Exercise
Every record should be repeated exactly, except that pictures are left out.

Material provided
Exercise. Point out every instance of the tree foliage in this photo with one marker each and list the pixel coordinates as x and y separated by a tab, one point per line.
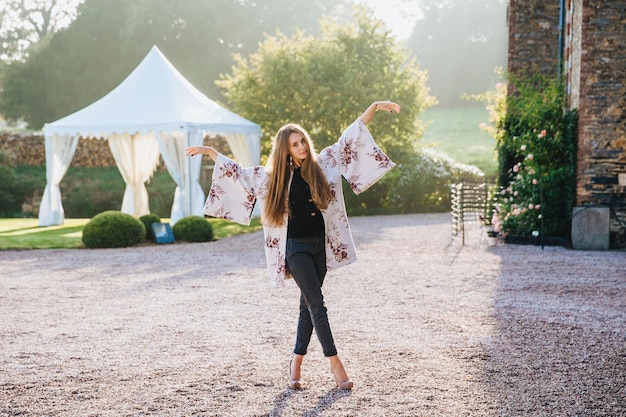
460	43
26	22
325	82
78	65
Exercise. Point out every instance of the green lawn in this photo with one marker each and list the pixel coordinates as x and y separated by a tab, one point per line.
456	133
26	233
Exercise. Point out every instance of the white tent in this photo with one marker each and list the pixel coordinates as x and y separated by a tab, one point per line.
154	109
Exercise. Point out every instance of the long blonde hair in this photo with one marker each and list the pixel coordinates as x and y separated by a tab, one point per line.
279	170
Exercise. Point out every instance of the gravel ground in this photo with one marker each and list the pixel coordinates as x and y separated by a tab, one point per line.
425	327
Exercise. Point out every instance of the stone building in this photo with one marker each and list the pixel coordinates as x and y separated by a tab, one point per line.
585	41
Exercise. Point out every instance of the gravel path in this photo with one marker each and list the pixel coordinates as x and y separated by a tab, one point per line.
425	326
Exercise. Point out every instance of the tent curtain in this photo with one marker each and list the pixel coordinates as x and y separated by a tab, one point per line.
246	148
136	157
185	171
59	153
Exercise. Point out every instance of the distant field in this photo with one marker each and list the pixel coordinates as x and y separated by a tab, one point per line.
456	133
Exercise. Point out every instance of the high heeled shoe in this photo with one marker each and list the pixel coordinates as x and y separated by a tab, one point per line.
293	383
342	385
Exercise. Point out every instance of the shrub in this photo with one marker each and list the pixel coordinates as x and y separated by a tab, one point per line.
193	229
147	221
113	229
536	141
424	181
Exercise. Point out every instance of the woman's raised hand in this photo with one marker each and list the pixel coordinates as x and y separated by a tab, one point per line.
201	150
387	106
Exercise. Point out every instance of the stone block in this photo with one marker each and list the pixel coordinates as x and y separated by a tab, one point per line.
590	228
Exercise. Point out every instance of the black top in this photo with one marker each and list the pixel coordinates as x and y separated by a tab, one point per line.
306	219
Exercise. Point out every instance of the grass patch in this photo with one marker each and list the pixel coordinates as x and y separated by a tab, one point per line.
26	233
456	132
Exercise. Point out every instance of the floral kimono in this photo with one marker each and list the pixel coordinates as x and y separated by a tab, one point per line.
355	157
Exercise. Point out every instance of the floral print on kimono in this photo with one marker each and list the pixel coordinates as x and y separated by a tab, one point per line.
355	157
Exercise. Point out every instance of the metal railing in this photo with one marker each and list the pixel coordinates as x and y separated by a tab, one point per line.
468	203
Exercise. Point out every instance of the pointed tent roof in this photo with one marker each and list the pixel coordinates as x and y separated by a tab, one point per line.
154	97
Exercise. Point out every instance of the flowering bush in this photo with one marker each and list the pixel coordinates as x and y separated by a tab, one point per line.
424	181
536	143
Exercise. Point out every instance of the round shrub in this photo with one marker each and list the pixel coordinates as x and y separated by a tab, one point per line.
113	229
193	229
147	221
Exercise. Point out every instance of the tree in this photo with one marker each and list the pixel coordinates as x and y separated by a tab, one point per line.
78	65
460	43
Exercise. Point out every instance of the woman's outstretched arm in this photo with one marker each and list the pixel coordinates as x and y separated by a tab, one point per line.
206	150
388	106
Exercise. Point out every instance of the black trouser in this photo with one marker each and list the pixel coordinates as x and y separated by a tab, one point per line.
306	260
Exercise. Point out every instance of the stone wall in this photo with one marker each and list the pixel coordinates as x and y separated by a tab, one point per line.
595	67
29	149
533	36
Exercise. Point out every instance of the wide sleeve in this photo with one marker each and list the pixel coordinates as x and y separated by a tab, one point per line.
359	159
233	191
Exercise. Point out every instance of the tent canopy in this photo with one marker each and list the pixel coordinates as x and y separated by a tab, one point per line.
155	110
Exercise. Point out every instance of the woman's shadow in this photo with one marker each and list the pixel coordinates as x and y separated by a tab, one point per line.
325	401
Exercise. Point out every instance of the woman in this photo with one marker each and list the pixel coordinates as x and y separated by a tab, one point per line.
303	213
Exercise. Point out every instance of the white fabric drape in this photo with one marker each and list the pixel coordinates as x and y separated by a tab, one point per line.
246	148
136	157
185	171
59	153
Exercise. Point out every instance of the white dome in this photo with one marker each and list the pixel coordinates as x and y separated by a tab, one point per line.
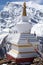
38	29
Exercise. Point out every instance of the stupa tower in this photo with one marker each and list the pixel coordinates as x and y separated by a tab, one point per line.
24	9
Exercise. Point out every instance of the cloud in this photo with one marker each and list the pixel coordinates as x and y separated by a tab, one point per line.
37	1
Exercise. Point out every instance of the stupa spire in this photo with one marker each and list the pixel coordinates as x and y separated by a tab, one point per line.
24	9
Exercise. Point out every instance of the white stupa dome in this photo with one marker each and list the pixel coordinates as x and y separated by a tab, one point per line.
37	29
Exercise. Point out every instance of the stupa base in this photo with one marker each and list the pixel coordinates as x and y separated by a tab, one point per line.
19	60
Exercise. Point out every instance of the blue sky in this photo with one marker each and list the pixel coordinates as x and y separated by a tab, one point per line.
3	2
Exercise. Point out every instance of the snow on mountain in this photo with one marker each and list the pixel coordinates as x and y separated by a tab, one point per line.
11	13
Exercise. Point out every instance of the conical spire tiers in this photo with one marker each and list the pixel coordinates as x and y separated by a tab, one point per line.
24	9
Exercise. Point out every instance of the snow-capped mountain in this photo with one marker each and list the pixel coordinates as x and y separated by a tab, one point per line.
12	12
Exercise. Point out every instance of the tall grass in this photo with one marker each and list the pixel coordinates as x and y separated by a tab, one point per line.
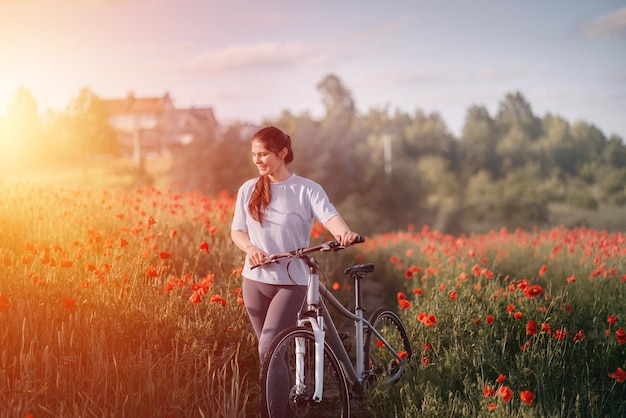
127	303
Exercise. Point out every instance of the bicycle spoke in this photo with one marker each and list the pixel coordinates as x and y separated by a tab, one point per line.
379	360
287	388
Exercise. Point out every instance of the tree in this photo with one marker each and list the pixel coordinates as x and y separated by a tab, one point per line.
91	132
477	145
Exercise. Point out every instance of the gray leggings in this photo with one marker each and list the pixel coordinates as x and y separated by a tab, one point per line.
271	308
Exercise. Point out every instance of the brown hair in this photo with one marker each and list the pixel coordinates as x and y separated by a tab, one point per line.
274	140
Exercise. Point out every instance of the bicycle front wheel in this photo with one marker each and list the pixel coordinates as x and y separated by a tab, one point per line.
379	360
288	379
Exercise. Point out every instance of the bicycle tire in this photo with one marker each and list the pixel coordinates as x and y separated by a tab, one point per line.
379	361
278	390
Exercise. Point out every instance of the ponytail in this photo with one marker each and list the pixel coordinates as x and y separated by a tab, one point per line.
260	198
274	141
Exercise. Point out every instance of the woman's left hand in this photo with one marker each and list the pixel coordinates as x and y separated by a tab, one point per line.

The response
Exercise. Point out every instance of the tree foliage in this photo with one marker each and list the pixel coordinates as x and y separated by a tab, one point per line.
460	43
26	22
325	82
78	65
Exercise. Point out every instance of the green lawn in this photo with one marker each and list the pixel coordinates as x and y separated by a tab, one point per line.
456	133
26	233
Exercise. Point out every instance of the white tent in this photo with one marker each and list the pixel coordinates as x and y separated by a tab, one point per line.
154	109
Exercise. Point out every instance of the long blonde hair in this photo with one marker each and list the pixel coordinates as x and y separated by a tab, one point per line.
279	170
Exercise. Point out every instance of the gravel ground in this photo with one marker each and list the pixel coordinates as x and y separated by a tab, one point per line.
425	327
Exercise. Point out every instance of the stone building in this photo with one marker each and list the pixel coordinates as x and y separated by a tab, one point per line.
585	41
Exercise. Point out every instance of the gravel path in this photo with one marker each and list the pixel coordinates as x and y separated by a tab, one point per line.
425	326
Exercise. Point out every instance of the tent curtain in this photo with one marker each and list the pixel coordinates as x and y separated by a tab, one point per line.
246	148
136	157
185	171
59	153
Exercise. Point out every instance of the distant field in this photo with one marker each and list the pixel coordinates as x and y separated by a tab, one point per line.
456	133
Exercise. Point out every instance of the high heeled shoe in this photo with one marker each and list the pixel coordinates as x and y separated by a tab, one point per line.
293	383
342	385
Exercise. Point out every instance of the shrub in this photo with one marker each and list the pixel coordinates as x and y separated by a tab, one point per line.
193	229
147	221
113	229
536	141
424	181
Exercise. Point out every instance of the woman's raised hand in this photo with one marker each and list the pixel coordinates as x and y separated by a tab, one point per line.
201	150
387	106
Exercise. Point out every instance of the stone block in this photo with one marker each and list the pixel coordinates as x and y separated by a tab, one point per line.
590	228
Exercise. Point out every instance of the black top in this photo with one marker each and list the pixel coordinates as x and y separated by a tab, one point per line.
306	219
Exercise. Point out every instance of the grass patch in this photo with one marker each and list the pixel coordinates as x and y separated by a tab, one point per line.
26	233
456	132
Exercise. Point out every instance of the floral kimono in this photo with one marker each and list the pixel coordinates as x and y separated by a tab, one point per line.
355	157
Exercise. Point out every instance of the floral print on kimono in this photo with one marker each and list the pixel coordinates as x and y separated by a tab, one point per line.
355	157
Exercise. Point out every instance of the metal railing in this photo with one marker each and list the pixel coordinates as x and y separated by a tab, one point per line.
468	203
Exercise. Point out every instance of the pointed tent roof in this photo with one marker each and list the pixel coordinates as x and y separated by a tab, one point per line.
154	97
Exercise. Point out every instance of the flowering bush in this photo with one marker each and list the pixel coordinates as x and y separated by a tab, one point per line.
424	181
536	143
Exercise. Point out every instance of the round shrub in this photo with one marker each and list the pixel coordinates as x and y separated by a tab, one point per line.
113	229
193	229
147	221
Exercise. Point out every instance of the tree in this photo with one marker each and list the pixel coordinates as x and y separated by a tab, one point per line.
78	65
460	43
Exercise. Point out every instance of the woman's outstretched arm in this photo with one marker each and list the pixel coordinates as x and y separated by a tab, one point per line.
206	150
388	106
Exercise. Point out every instance of the black trouser in this photo with one marker each and list the pixel coordinates as x and y separated by a tab, one point per line.
306	260
Exercise. Point out every instance of the stone wall in this photo with one marker each and list the pixel coordinates as x and y separated by a tab, one point per line.
595	67
29	149
533	36
Exercise. Point out every instance of the wide sleeve in this photo with one marker each and list the pixel coordinates as x and y separated by a tab, one point per line.
359	159
233	191
Exercise. Point out every instance of the tent canopy in this photo with one marker each and list the pixel coordinates as x and y separated by a tab, one point per line.
155	110
Exercise. Point out every instance of the woman's shadow in this photo with one marker each and list the pixel coordinates as x and y separated by a tab, one point per line.
325	401
Exercise. Point out every instance of the woman in this photo with one marker each and list the pixel coordinates as x and y separated by a tab, one point per line.
303	213
Exercise. Point out every instance of the white fabric drape in this photo with one marker each and list the pixel coordinates as x and y separated by a tab, one point per line.
246	148
136	157
185	171
59	153
Exercise. Point out every instance of the white dome in this photo with one marker each and list the pixel coordinates as x and y separated by a tab, one point per line.
38	29
Exercise. Point out every instance of the stupa tower in this photo with one marker each and list the pixel coordinates as x and y separated by a tab, one point per line.
24	9
Exercise. Point out every instance of the cloud in this photo with one marker each and list the pixel coordinates as x and y separated by a tab, one point per line.
37	1
Exercise. Point out every instance of the stupa spire in this photo with one marker each and list the pixel coordinates as x and y separated by a tab, one point per line.
24	9
Exercise. Point out every instance of the white stupa dome in this photo with one marker each and list the pixel coordinates as x and y separated by a tab, one point per line.
37	29
Exercise. Point out every instance of the stupa base in this photo with one marker each and list the pixel coordinates as x and y separated by a tab, one point per line.
19	60
Exercise. Point out every instance of the blue sky in this photo with one marker each and list the pixel coordinates as x and y separated by a tab, one point per line.
3	2
Exercise. Point out every instance of the snow on mountain in this photo with one marker each and list the pixel coordinates as x and y separated by a tab, one point per line.
11	13
Exercise. Point out every instance of the conical spire tiers in this photo with one marker each and list the pixel coordinates as x and y separated by a tab, one point per line.
24	9
Exercise. Point out every instance of the snow-capped mountain in this photo with one marker each and list the pixel coordinates as x and y separated by a tab, one point per line.
12	12
Exercise. Point out every instance of the tall grass in this photo with one marker each and list the pixel coordinates as x and y separated by a tab, one point per line.
127	303
Exercise. Point out every instance of the bicycle spoke in this photo with one marker each and list the pixel coordinates as x and y separated by a tab, one point per line.
379	360
287	388
Exercise. Point out every instance of the tree in this photo with one marker each and list the pixel coordinates as x and y separated by a tab, one point per line.
91	132
477	145
Exercise. Point out every instance of the gray leggings in this photo with one marker each and list the pixel coordinates as x and y separated by a tab, one point per line.
271	308
Exercise. Point out every instance of the brown hair in this photo with one marker each and list the pixel coordinates as x and y separated by a tab, one point per line.
274	140
Exercise. Point out every instance of the bicycle front wheel in this photo with one marker each and list the pixel coordinates as x and y separated by a tab, one point per line.
379	360
288	379
Exercise. Point out every instance of the bicycle tire in this photo with one marker each and list the pixel coordinates as x and y separated by a tab, one point per line.
379	361
278	390
Exercise. Point out every instance of the ponytail in this photo with one marker each and list the pixel coordinates as x and y separated by a tab, one point per line.
260	198
274	141
Exercise. Point out every instance of the woman's left hand in this photo with one marker each and list the pixel coordinates as x and y separated by a tab, one point per line.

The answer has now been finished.